***** DOCUMENT TEXT *****
Prof. Gili Kenet is a Pediatric Hematologist, Professor and Chair of the Haematology Department at the Sackler Medical School, Tel Aviv University; Chair of the Amalia Biron Research Institute of Thrombosis and Hemostasis at Tel Aviv University; and the Director of the Israel National Hemophilia Center and Thrombosis Institute in the Sheba Medical Center, Israel.
During the 10th ICTHIC, she talked about cancer-associated thrombosis in the pediatric setting, and we had the opportunity to have an interview with her in this regard.
In the last 30 years, Prof. Kenet has dealt with children with hemostatic problems, either bleeding or thrombosis. Cancer is associated with children’s thrombosis, and children with cancer develop thrombotic complications.
What is the incidence of venous thromboembolism in pediatric cancer patients?
Cancer is found in 20% of children with venous thromboembolism (VTE). The most common malignancy is acute lymphoblastic leukemia (ALL), which has an important impact on the pathogenesis and development of VTE in children [1].
In a recent population-based cohort study, the absolute rate of VTE in children with cancer was 1.52 per 1000 person-years versus only 0.06 per 1000 person-years in controls [2].
Compared to the general pediatric population, children with cancer who develop thromboembolism (TE) have an increased risk of death, TE recurrence, TE-related morbidity, and a higher potential for utilization of healthcare resources [3].
The incidence of VTE in cancer pediatric patients can vary, depending on how it is calculated and the type of study, retrospective or prospective. Prospective studies find higher incidence than retrospective ones, and studies that screened for asymptomatic VTE reported higher prevalence than studies addressing symptomatic cases only [4].
*****
» **EXERCISES**
1 – Decide whether each statement agrees with the interview on pediatric cancer-associated thrombosis, answering yes or no and quoting the words of the text that settle it: (a) Acute lymphoblastic leukemia is the most common malignancy in children with venous thromboembolism. (b) Retrospective studies find a higher incidence of VTE than prospective studies. (c) Cancer is found in 40% of children with venous thromboembolism.
2 – In the interview on pediatric cancer-associated thrombosis, what absolute rate of VTE in children with cancer did the recent population-based cohort study report?
***** DATA PROVIDED *****
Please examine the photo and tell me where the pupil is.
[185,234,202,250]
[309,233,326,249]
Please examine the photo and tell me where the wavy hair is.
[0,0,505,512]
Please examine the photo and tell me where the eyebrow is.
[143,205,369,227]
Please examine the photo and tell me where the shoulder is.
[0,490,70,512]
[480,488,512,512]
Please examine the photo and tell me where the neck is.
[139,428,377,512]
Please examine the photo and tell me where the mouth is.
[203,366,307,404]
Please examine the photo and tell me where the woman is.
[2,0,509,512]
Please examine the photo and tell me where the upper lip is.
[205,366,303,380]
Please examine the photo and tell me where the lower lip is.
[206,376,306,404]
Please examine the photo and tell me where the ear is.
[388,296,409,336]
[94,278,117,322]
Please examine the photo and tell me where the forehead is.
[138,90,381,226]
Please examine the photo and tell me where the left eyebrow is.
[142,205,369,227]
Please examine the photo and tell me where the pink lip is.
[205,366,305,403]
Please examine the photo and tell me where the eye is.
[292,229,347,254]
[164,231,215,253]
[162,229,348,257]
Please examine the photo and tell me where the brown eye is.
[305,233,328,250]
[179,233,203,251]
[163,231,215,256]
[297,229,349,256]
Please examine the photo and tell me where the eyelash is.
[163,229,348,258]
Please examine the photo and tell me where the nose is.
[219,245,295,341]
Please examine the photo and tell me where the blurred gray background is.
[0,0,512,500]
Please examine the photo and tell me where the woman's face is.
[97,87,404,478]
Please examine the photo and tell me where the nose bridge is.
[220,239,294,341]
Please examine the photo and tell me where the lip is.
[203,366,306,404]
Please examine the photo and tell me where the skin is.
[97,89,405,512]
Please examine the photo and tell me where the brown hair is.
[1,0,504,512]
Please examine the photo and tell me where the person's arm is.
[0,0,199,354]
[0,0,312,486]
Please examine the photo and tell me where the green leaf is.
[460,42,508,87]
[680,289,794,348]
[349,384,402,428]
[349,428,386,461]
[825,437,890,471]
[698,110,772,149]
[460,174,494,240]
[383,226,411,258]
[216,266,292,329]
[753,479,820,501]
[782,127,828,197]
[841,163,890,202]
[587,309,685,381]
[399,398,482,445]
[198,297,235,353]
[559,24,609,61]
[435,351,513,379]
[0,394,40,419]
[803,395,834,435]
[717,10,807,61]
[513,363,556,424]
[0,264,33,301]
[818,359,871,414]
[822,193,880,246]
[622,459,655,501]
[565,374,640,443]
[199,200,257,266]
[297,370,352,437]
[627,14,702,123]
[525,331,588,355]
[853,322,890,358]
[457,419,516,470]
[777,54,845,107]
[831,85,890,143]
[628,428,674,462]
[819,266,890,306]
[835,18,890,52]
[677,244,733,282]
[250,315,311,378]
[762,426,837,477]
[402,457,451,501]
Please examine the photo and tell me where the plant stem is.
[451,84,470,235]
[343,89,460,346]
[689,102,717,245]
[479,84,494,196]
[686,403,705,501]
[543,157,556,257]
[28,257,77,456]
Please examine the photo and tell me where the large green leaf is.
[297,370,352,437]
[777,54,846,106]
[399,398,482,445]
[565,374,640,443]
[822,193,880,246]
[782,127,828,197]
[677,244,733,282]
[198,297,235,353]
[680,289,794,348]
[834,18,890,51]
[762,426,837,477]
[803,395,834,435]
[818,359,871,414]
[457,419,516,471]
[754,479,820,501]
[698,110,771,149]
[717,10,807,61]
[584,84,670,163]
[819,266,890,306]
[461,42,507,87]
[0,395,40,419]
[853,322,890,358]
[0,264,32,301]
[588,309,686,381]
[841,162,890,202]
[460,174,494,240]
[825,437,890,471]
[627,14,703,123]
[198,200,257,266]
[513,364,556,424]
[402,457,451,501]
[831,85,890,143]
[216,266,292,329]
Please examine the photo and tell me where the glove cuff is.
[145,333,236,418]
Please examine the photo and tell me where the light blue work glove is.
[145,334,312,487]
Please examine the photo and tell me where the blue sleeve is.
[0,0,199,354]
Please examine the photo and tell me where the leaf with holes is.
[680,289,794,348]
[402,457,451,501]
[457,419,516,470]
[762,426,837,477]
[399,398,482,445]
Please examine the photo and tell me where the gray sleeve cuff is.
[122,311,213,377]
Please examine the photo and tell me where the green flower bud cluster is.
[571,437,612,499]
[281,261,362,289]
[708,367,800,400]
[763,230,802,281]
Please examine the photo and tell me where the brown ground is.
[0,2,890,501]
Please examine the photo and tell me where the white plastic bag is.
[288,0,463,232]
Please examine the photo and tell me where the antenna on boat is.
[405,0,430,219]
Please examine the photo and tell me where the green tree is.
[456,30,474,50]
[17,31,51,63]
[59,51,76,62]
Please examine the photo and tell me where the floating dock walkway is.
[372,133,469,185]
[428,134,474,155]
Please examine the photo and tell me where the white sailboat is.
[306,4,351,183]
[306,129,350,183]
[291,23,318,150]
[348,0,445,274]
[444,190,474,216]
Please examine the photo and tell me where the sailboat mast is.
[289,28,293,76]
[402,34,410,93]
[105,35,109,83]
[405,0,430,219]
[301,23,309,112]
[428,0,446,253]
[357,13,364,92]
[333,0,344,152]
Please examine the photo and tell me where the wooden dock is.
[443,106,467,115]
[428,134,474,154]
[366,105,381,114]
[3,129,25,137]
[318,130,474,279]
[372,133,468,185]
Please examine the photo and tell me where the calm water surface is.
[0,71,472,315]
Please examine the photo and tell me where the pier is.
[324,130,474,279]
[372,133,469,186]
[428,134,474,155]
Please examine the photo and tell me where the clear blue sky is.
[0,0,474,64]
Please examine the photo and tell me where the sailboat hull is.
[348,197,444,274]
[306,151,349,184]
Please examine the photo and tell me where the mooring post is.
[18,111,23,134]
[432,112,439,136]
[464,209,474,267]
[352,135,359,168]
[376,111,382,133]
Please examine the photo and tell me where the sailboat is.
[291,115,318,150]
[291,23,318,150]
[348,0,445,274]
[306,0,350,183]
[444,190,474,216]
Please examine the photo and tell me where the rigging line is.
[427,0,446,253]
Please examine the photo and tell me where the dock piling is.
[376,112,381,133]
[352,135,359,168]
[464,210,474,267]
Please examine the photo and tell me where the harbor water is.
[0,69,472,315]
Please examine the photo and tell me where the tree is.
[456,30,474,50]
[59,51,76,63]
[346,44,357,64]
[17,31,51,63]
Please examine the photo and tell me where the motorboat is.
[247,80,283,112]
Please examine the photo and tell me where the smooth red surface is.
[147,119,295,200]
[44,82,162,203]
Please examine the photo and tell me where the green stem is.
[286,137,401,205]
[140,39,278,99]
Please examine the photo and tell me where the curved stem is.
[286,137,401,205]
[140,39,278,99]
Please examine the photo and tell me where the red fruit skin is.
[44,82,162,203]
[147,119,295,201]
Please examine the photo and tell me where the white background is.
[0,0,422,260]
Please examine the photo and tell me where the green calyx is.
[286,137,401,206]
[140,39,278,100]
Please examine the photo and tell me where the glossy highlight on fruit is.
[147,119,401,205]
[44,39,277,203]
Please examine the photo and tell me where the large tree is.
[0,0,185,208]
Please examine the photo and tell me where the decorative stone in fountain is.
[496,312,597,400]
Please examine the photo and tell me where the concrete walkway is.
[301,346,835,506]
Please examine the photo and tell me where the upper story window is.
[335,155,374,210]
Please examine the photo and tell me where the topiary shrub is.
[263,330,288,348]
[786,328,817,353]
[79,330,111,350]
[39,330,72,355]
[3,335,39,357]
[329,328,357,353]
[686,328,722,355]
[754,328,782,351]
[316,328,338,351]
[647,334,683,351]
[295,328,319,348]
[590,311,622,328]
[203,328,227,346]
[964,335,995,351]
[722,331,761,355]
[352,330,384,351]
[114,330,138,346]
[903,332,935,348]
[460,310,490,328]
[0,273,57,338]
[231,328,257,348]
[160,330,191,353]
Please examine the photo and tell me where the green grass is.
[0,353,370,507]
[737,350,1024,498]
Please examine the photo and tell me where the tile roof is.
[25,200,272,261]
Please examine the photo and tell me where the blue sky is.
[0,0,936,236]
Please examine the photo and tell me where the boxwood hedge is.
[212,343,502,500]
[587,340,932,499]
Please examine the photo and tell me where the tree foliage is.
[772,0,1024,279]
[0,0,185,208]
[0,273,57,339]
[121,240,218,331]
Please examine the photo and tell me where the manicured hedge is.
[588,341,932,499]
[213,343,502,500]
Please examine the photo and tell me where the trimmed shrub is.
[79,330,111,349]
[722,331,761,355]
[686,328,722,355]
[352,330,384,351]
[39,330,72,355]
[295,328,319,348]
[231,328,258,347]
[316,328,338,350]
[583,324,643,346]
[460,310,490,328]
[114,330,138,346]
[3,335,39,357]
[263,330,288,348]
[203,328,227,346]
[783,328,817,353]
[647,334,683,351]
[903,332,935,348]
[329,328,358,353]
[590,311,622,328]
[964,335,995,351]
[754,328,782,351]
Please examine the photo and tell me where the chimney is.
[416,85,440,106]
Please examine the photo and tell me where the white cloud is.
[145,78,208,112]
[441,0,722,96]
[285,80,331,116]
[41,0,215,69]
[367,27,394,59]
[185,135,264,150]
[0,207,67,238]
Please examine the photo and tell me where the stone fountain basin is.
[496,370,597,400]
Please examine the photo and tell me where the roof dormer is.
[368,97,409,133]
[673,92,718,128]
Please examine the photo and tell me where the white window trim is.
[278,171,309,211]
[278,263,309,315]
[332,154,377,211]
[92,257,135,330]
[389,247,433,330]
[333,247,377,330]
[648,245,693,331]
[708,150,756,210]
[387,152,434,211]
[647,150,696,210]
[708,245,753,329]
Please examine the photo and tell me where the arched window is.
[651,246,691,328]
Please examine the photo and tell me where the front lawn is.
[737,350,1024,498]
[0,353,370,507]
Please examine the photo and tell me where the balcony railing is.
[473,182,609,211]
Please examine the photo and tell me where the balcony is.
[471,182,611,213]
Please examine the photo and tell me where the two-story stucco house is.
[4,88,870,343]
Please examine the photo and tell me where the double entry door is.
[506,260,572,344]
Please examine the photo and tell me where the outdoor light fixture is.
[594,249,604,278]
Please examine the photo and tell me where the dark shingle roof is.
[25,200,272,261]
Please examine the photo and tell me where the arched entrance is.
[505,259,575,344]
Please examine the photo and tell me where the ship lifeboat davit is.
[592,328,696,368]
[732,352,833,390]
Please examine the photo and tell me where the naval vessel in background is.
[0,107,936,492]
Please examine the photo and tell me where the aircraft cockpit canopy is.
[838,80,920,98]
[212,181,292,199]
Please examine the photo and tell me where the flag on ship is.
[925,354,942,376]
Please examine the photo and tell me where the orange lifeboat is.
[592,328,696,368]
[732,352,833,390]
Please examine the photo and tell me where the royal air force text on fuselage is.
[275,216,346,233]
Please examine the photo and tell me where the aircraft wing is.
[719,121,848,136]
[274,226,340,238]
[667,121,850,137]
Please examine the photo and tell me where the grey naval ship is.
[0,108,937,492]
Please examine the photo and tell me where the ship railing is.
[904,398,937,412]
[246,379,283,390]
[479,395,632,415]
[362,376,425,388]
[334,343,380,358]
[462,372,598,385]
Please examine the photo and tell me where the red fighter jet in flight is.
*****
» **SOLVED TASKS**
1 –
(a) Yes: "The most common malignancy is acute lymphoblastic leukemia (ALL)"
(b) No: "Prospective studies find higher incidence than retrospective ones"
(c) No: "Cancer is found in 20% of children with venous thromboembolism (VTE)."

2 – 1.52 per 1000 person-years